··· DATA FOR PROCESSING ···

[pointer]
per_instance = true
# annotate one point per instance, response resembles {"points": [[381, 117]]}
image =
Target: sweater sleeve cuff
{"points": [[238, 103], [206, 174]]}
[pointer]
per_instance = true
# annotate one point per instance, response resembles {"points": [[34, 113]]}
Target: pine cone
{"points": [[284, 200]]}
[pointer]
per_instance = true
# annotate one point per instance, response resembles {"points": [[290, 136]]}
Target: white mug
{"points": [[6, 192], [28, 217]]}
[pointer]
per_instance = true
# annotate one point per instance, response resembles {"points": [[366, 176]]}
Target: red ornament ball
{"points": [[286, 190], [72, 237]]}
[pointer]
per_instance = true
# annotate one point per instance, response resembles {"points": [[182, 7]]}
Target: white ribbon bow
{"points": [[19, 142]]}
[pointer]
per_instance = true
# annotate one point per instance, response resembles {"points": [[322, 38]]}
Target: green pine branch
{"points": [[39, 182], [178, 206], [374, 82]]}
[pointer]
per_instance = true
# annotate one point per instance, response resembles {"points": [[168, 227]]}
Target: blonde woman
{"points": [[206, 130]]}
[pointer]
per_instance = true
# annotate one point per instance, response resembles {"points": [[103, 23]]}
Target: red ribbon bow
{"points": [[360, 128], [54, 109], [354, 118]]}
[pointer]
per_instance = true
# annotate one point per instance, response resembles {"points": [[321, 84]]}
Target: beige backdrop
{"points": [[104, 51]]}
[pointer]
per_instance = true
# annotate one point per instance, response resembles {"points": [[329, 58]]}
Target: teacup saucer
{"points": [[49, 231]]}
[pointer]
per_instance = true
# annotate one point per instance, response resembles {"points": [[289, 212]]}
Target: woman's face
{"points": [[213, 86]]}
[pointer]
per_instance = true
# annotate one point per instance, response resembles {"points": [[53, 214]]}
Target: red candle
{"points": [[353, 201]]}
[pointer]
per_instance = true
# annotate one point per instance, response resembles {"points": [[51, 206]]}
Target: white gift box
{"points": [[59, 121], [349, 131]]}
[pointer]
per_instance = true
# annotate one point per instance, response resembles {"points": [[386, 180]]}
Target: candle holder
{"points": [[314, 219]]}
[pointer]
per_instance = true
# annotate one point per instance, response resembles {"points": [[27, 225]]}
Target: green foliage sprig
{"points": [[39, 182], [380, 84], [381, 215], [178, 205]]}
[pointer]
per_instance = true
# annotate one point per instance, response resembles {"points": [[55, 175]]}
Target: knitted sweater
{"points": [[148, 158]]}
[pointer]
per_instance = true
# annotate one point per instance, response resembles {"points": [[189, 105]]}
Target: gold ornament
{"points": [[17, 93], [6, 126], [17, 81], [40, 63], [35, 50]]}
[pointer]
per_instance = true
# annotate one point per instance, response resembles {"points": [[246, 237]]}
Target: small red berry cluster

···

TO DO: Copy out the full material exactly as it appears.

ANSWER TO THE EXERCISE:
[pointer]
per_instance = true
# annotate one point per instance, response resembles {"points": [[381, 117]]}
image =
Target: sweater sleeve cuff
{"points": [[238, 103], [206, 174]]}
[pointer]
per_instance = true
# annotate one point per instance, response resembles {"points": [[34, 113]]}
Target: pine cone
{"points": [[284, 200]]}
[pointer]
per_instance = true
# annotate one point per instance, response resembles {"points": [[290, 136]]}
Target: white mug
{"points": [[6, 192], [28, 217]]}
[pointer]
per_instance = true
# annotate one point per instance, response resembles {"points": [[366, 176]]}
Target: red ornament ball
{"points": [[286, 190], [72, 237]]}
[pointer]
per_instance = true
# annotate one point per instance, response resembles {"points": [[182, 7]]}
Target: white ribbon bow
{"points": [[19, 142]]}
[pointer]
per_instance = true
# annotate one point per instance, response resembles {"points": [[322, 38]]}
Target: green pine branch
{"points": [[39, 182], [178, 206], [374, 82]]}
[pointer]
per_instance = true
# annotate one point per instance, response resembles {"points": [[168, 227]]}
Target: blonde woman
{"points": [[206, 130]]}
[pointer]
per_instance = true
# annotate one point per instance, response resembles {"points": [[103, 23]]}
Target: red ribbon bow
{"points": [[360, 128], [54, 109], [354, 118]]}
[pointer]
per_instance = true
# annotate one point per instance, response resembles {"points": [[321, 84]]}
Target: beige backdrop
{"points": [[104, 51]]}
[pointer]
per_instance = true
# annotate one point per instance, response resembles {"points": [[329, 58]]}
Target: teacup saucer
{"points": [[49, 231]]}
[pointer]
per_instance = true
# annotate one point per instance, response resembles {"points": [[289, 212]]}
Target: woman's face
{"points": [[213, 86]]}
[pointer]
per_instance = true
# annotate one point per instance, response resembles {"points": [[53, 214]]}
Target: red candle
{"points": [[353, 201]]}
[pointer]
per_instance = true
# annotate one point per instance, response resembles {"points": [[51, 206]]}
Target: white gift box
{"points": [[59, 121], [349, 131]]}
[pointer]
per_instance = true
# annotate one point per instance, response resembles {"points": [[386, 180]]}
Target: candle holder
{"points": [[314, 219]]}
[pointer]
per_instance = true
# annotate one point per instance, response resembles {"points": [[27, 225]]}
Target: green foliage sprig
{"points": [[39, 182], [380, 84], [381, 215], [178, 205]]}
[pointer]
per_instance = true
# annotate one point per instance, response resembles {"points": [[55, 175]]}
Target: knitted sweater
{"points": [[148, 158]]}
[pointer]
per_instance = true
# annotate one point per instance, response resembles {"points": [[189, 105]]}
Target: gold ornament
{"points": [[17, 93], [6, 126], [17, 81], [40, 63], [35, 50]]}
[pointer]
per_instance = true
# annotate one point per instance, response resembles {"points": [[246, 237]]}
Target: small red berry cluster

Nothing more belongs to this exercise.